Dataset entries:
:::
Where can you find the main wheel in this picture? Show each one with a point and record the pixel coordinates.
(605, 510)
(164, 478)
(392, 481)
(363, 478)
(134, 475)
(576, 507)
:::
Problem statement:
Produce an exact copy of the entries above.

Answer to the exercise:
Where can you find the main wheel in this picture? Show each one with a point and record the pixel coordinates.
(605, 510)
(164, 478)
(392, 481)
(363, 478)
(134, 475)
(576, 507)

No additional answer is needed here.